▶ Document section:
▼

After defeating all of America’s best fighters, World Champion Kickboxer Eric Sloane (Alexio) and his brother Kurt (Van Damme) look to expand their horizons, and fly to the home of kickboxing: Thailand. Eric promptly challenges the local champion, “Tiger” Tong Po (Qissi), but the match goes horribly wrong. Kurt looks to save his brother by throwing in the towel during the humiliating fight, but Tony Po takes one last cheap shot which leaves Eric paralysed. Angered, Kurt vows revenge, but is not a good enough fighter to challenge the champion…yet. Hearing of Kurt’s vendetta, sympathetic ex-soldier Taylor (Anderson) offers to take the eager young man to Xian Chow (Chan), a local master of the Muay Thai fighting style.
Kickboxer is, essentially, nothing more than your standard “out for vengeance” B-movie. It has all the ’80s clichés, too: revenge motives, underdog heroics, training montages, and tournament-style fighting. As perhaps to be expected, Tony Po is not depicted as a moral man, but instead a cheap stock villain, triggering memories of Rocky IV‘s Ivan Drago. Also mixed into the plot is a narrative thread concerning organised crime (of sorts), with shady bad guys who want to make sure that Kurt will lose. And did I mention theres a romance, too? In other words, you’ll be ecstatic if cheese is your thing, because you’ll have gleeful fun with all the constituents that everyone else will abhor. The only unfortunate thing about Kickboxer from an entertainment-seeking perspective is that it’s admittedly too talky, and it does have more exposition than a movie of this nature should have. C’mon, we want more action… And we want some tits on the side…
The good news is that once the film gets down to business, it satisfies. Jean-Claude Van Damme is a wooden thespian, but he’s an awesome fighter. The martial arts set-pieces are competently choreographed (Van Damme himself directed them) and entertaining. Directors Mark DiSalle and David Worth realised that the fights required no unnecessary visual flourishes, so their filmmaking techniques are welcomely basic, letting the choreography speak for itself. It’s great to watch such material in an age where action scenes are so often incomprehensibly shot and edited. Kickboxer entertains in terms of unintentional hilarity, as well – Van Damme even dances to a jukebox at one stage, and in another scene he kicks down a goddamn tree. Classic stuff. Cheesy ’80s music also features prominently, such as the song Fight for Love which is coated in more cheese than a pizza. And just to sweeten the deal, Taylor even goes Rambo on a bunch of goons while smoking a cigar. Awesome.
From top to bottom, Kickboxer is a predictable actioner, but it delivers exactly what it promises on the tin. This is not a critically fertile feature, so there’s not much more to analyse here. It’s an entertaining popcorn film and an enjoyable time-waster if you can lighten up and turn off your brain for 90 minutes. If that sounds appealing, have at it. If not, then you need not apply.

▲

▶ Provided data:
▼

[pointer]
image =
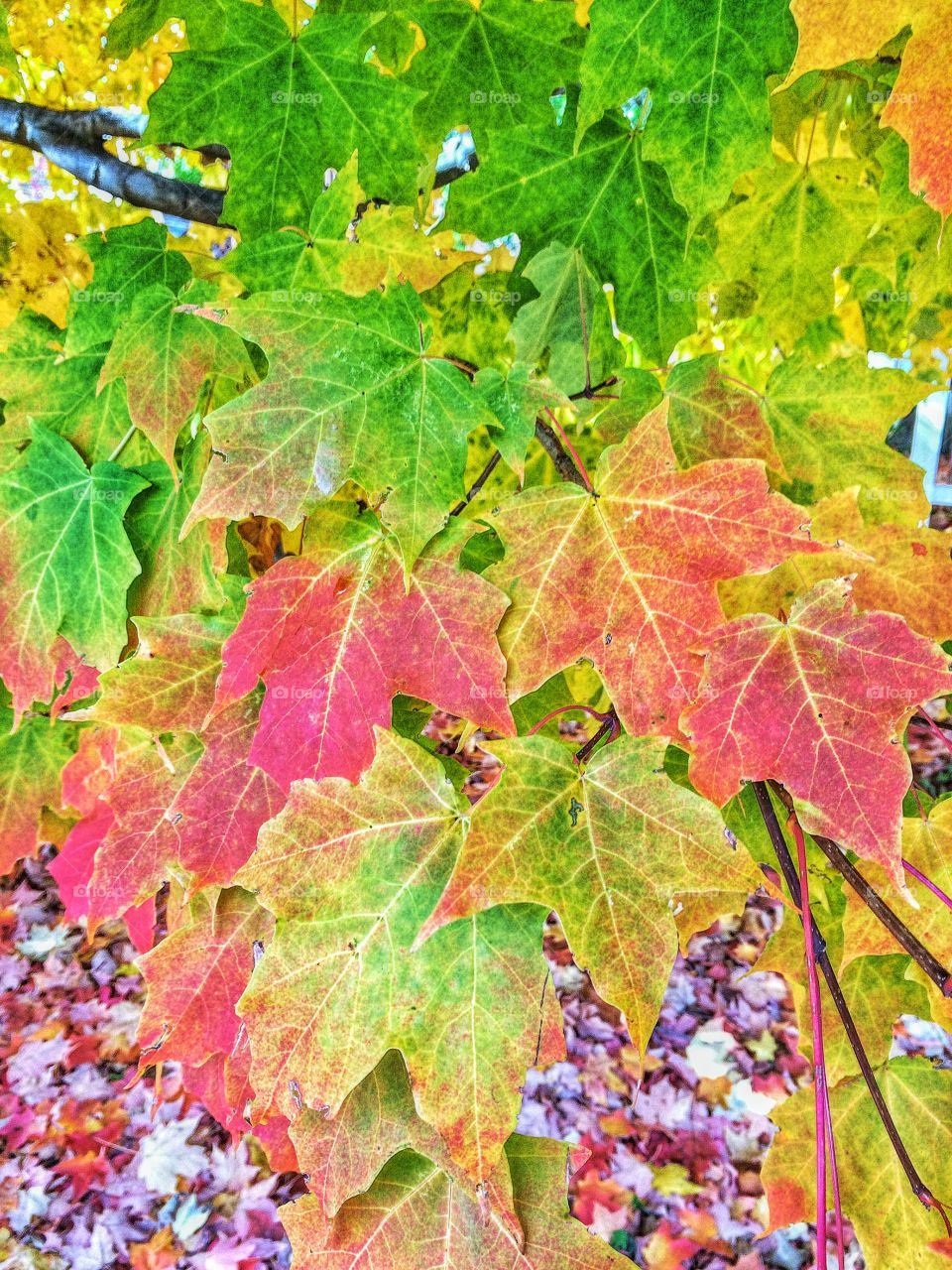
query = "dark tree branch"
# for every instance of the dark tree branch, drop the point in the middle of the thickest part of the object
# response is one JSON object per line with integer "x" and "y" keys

▲

▶ Directions:
• 1. According to the Kickboxer review, why do directors Mark DiSalle and David Worth keep their filmmaking techniques basic during the fights?
• 2. In the Kickboxer review, who is said to have directed the martial arts set-pieces?

▶ Solution list:
• 1. They realized that the fights required no unnecessary visual flourishes. The plain technique lets the choreography speak for itself.

• 2. Jean-Claude Van Damme himself directed them.